Task requirements |
For the data below, give again exactly the lines from the one containing "# mark a point on each instance of the white paper" through the one containing "# mark a point on each instance of the white tent", both ends included, and no others.

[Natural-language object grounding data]
=== Section Start ===
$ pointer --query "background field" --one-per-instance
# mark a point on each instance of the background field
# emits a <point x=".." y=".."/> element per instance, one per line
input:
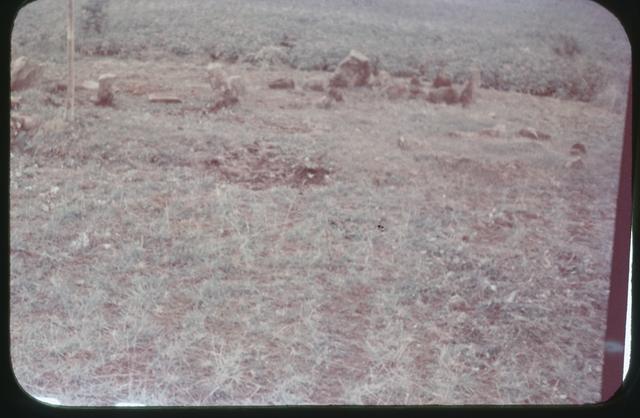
<point x="168" y="255"/>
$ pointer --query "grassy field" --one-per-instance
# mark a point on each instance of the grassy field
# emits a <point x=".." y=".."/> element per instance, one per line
<point x="544" y="48"/>
<point x="377" y="252"/>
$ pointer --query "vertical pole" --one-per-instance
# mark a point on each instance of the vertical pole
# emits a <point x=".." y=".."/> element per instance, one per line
<point x="71" y="84"/>
<point x="613" y="364"/>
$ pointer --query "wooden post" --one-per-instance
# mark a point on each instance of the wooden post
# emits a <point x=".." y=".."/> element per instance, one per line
<point x="71" y="84"/>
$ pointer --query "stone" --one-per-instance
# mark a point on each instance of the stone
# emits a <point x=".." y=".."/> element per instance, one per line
<point x="236" y="84"/>
<point x="531" y="133"/>
<point x="578" y="149"/>
<point x="458" y="303"/>
<point x="575" y="163"/>
<point x="25" y="73"/>
<point x="468" y="94"/>
<point x="442" y="80"/>
<point x="226" y="90"/>
<point x="382" y="79"/>
<point x="163" y="98"/>
<point x="496" y="131"/>
<point x="352" y="71"/>
<point x="447" y="95"/>
<point x="415" y="88"/>
<point x="105" y="89"/>
<point x="314" y="84"/>
<point x="395" y="91"/>
<point x="217" y="76"/>
<point x="282" y="84"/>
<point x="89" y="85"/>
<point x="224" y="98"/>
<point x="335" y="95"/>
<point x="15" y="102"/>
<point x="271" y="56"/>
<point x="325" y="102"/>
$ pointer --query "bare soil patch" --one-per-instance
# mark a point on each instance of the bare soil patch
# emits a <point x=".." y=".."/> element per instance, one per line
<point x="277" y="253"/>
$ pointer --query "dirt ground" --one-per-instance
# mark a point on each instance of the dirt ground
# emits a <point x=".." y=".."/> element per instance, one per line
<point x="376" y="252"/>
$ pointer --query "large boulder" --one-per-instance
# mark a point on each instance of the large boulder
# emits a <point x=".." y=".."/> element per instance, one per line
<point x="25" y="73"/>
<point x="353" y="71"/>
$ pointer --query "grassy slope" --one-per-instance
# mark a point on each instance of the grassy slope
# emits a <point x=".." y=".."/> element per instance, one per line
<point x="511" y="42"/>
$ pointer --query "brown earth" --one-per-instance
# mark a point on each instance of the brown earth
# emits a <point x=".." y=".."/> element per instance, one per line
<point x="375" y="252"/>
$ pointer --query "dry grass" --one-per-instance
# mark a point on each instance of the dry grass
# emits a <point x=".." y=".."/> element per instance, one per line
<point x="165" y="255"/>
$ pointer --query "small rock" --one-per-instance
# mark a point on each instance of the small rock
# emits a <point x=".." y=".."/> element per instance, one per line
<point x="105" y="89"/>
<point x="496" y="131"/>
<point x="442" y="80"/>
<point x="403" y="144"/>
<point x="271" y="56"/>
<point x="578" y="149"/>
<point x="531" y="133"/>
<point x="382" y="79"/>
<point x="335" y="95"/>
<point x="415" y="88"/>
<point x="15" y="102"/>
<point x="163" y="98"/>
<point x="282" y="83"/>
<point x="236" y="84"/>
<point x="314" y="84"/>
<point x="446" y="95"/>
<point x="353" y="71"/>
<point x="217" y="76"/>
<point x="226" y="90"/>
<point x="575" y="163"/>
<point x="457" y="303"/>
<point x="325" y="102"/>
<point x="395" y="91"/>
<point x="25" y="73"/>
<point x="468" y="94"/>
<point x="89" y="85"/>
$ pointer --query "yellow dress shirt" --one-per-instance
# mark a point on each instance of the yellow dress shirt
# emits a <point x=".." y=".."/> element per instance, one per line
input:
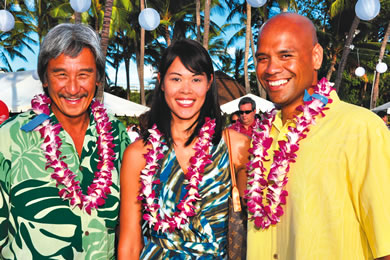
<point x="338" y="205"/>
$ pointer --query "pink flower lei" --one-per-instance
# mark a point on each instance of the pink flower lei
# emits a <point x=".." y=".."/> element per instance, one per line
<point x="186" y="207"/>
<point x="70" y="189"/>
<point x="272" y="187"/>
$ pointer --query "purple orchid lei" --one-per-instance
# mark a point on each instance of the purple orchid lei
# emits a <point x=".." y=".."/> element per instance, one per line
<point x="187" y="206"/>
<point x="65" y="179"/>
<point x="267" y="211"/>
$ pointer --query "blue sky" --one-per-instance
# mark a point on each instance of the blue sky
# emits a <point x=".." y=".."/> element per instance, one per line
<point x="149" y="72"/>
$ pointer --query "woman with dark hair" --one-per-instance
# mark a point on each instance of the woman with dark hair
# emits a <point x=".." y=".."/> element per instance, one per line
<point x="175" y="183"/>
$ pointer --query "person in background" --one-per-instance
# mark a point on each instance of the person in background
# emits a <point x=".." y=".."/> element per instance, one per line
<point x="234" y="117"/>
<point x="176" y="180"/>
<point x="133" y="132"/>
<point x="60" y="161"/>
<point x="318" y="178"/>
<point x="383" y="114"/>
<point x="4" y="113"/>
<point x="247" y="122"/>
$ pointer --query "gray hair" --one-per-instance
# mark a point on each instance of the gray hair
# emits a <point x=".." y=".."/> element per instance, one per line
<point x="70" y="39"/>
<point x="247" y="100"/>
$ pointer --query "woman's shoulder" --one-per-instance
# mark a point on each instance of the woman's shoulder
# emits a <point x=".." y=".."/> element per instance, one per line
<point x="136" y="149"/>
<point x="236" y="137"/>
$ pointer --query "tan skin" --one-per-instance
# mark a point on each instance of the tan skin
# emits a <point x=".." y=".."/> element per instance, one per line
<point x="287" y="64"/>
<point x="247" y="119"/>
<point x="71" y="82"/>
<point x="185" y="94"/>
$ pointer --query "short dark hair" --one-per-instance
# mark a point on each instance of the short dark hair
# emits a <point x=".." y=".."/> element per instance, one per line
<point x="70" y="39"/>
<point x="237" y="113"/>
<point x="381" y="113"/>
<point x="197" y="60"/>
<point x="247" y="100"/>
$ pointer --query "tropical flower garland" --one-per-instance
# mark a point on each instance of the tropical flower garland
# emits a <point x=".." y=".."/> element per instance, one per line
<point x="266" y="195"/>
<point x="65" y="179"/>
<point x="186" y="207"/>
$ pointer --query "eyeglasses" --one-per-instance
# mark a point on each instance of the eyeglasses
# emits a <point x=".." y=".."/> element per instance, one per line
<point x="245" y="111"/>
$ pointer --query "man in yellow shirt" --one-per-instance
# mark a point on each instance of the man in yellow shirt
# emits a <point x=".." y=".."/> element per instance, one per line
<point x="319" y="177"/>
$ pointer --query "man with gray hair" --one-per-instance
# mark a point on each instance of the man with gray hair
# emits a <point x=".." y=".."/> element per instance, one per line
<point x="248" y="120"/>
<point x="60" y="161"/>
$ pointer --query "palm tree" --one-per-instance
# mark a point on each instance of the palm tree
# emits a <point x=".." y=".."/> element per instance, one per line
<point x="141" y="61"/>
<point x="206" y="25"/>
<point x="247" y="42"/>
<point x="377" y="74"/>
<point x="197" y="15"/>
<point x="104" y="42"/>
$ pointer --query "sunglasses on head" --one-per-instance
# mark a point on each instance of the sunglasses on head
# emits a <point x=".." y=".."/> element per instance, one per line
<point x="245" y="112"/>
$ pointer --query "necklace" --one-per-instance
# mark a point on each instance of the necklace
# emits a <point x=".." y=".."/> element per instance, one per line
<point x="69" y="188"/>
<point x="266" y="195"/>
<point x="186" y="207"/>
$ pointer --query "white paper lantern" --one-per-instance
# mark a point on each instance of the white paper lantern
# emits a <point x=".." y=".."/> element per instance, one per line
<point x="7" y="21"/>
<point x="80" y="6"/>
<point x="257" y="3"/>
<point x="381" y="67"/>
<point x="35" y="75"/>
<point x="360" y="71"/>
<point x="149" y="19"/>
<point x="367" y="9"/>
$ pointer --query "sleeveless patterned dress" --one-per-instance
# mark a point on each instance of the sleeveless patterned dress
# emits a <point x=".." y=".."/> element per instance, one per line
<point x="205" y="237"/>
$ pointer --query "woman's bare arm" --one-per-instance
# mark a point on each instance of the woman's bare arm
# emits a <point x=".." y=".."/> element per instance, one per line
<point x="130" y="234"/>
<point x="240" y="144"/>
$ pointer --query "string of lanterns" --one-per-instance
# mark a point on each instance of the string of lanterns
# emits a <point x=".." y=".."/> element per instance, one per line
<point x="367" y="10"/>
<point x="80" y="6"/>
<point x="7" y="20"/>
<point x="149" y="19"/>
<point x="257" y="3"/>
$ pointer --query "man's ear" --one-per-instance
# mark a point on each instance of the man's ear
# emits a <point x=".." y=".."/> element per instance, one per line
<point x="210" y="81"/>
<point x="318" y="54"/>
<point x="159" y="81"/>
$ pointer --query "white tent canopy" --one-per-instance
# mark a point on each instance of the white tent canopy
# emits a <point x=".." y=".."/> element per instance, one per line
<point x="18" y="88"/>
<point x="384" y="107"/>
<point x="262" y="104"/>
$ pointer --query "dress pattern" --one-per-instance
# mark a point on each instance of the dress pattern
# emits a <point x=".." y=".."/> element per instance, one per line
<point x="35" y="223"/>
<point x="205" y="236"/>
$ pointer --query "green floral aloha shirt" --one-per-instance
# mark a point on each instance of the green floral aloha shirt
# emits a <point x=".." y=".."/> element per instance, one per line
<point x="35" y="223"/>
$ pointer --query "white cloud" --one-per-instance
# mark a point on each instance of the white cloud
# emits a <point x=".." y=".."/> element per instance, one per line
<point x="134" y="81"/>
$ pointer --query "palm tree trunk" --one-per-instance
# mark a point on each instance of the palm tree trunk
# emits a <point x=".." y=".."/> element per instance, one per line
<point x="140" y="65"/>
<point x="167" y="35"/>
<point x="206" y="24"/>
<point x="127" y="68"/>
<point x="346" y="51"/>
<point x="375" y="90"/>
<point x="331" y="68"/>
<point x="246" y="53"/>
<point x="198" y="35"/>
<point x="77" y="17"/>
<point x="262" y="92"/>
<point x="104" y="42"/>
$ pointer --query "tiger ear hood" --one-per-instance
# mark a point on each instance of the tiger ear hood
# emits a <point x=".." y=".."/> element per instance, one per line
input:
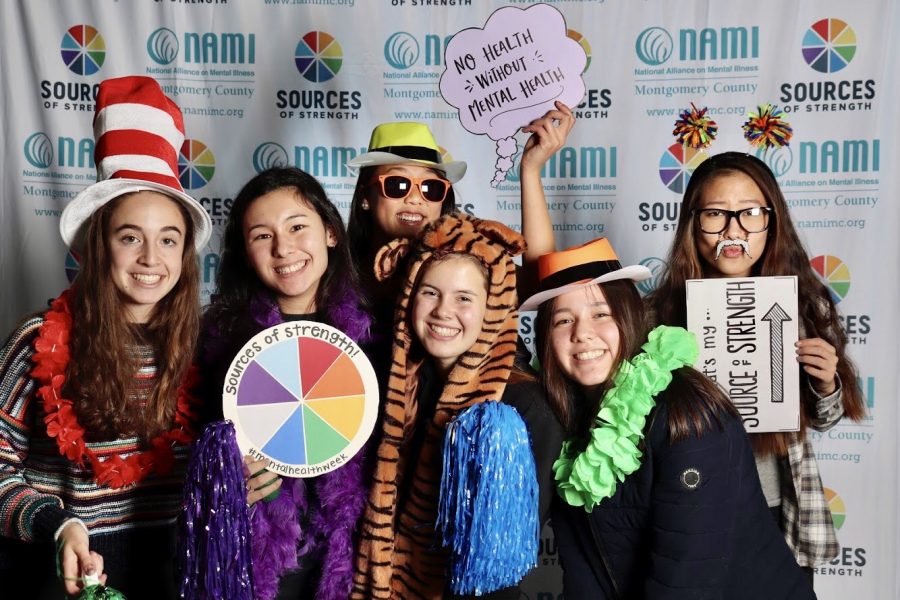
<point x="398" y="557"/>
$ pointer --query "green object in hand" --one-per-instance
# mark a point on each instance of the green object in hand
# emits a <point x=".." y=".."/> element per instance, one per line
<point x="93" y="590"/>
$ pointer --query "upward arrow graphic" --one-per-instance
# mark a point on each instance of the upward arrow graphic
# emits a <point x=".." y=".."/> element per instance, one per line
<point x="776" y="318"/>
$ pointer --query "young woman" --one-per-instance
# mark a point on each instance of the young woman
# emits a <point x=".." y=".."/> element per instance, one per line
<point x="286" y="257"/>
<point x="659" y="495"/>
<point x="95" y="412"/>
<point x="404" y="184"/>
<point x="734" y="222"/>
<point x="453" y="348"/>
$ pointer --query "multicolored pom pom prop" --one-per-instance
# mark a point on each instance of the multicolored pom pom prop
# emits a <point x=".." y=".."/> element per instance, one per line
<point x="693" y="128"/>
<point x="766" y="127"/>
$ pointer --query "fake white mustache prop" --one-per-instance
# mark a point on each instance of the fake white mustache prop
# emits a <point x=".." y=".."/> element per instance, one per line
<point x="744" y="244"/>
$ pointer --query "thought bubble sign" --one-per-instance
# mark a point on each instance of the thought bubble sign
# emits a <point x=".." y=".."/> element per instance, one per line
<point x="505" y="75"/>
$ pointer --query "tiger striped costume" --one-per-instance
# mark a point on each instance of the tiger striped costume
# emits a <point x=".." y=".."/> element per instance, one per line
<point x="399" y="555"/>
=== Section End ===
Task response |
# mark a point on each instance of the white paper lantern
# emits a <point x=".." y=".."/> element per instance, one per line
<point x="7" y="21"/>
<point x="80" y="6"/>
<point x="257" y="3"/>
<point x="381" y="67"/>
<point x="35" y="75"/>
<point x="360" y="71"/>
<point x="149" y="19"/>
<point x="367" y="9"/>
$ pointer --query "sleeveless patterned dress" --one-per-instance
# mark a point on each instance of the sleeveless patterned dress
# emits a <point x=".." y=".."/> element per instance, one per line
<point x="205" y="237"/>
$ pointer --query "woman's bare arm" --one-per-instance
# mark a point on each instance of the woman's bare arm
# emits a <point x=".." y=".."/> element per instance, one per line
<point x="130" y="234"/>
<point x="240" y="144"/>
$ pointer --query "string of lanterns" --one-per-instance
# mark a point on each instance of the string of lanterns
# emits a <point x=".." y=".."/> element per instance, one per line
<point x="367" y="10"/>
<point x="80" y="6"/>
<point x="7" y="20"/>
<point x="149" y="19"/>
<point x="257" y="3"/>
$ pointer --query "man's ear" --one-per-instance
# mark a point on each instance of the man's ear
# emits a <point x=".." y=".."/> element per instance, one per line
<point x="210" y="81"/>
<point x="318" y="54"/>
<point x="159" y="81"/>
$ pointer --query "white tent canopy" --one-per-instance
# mark a point on each instance of the white tent canopy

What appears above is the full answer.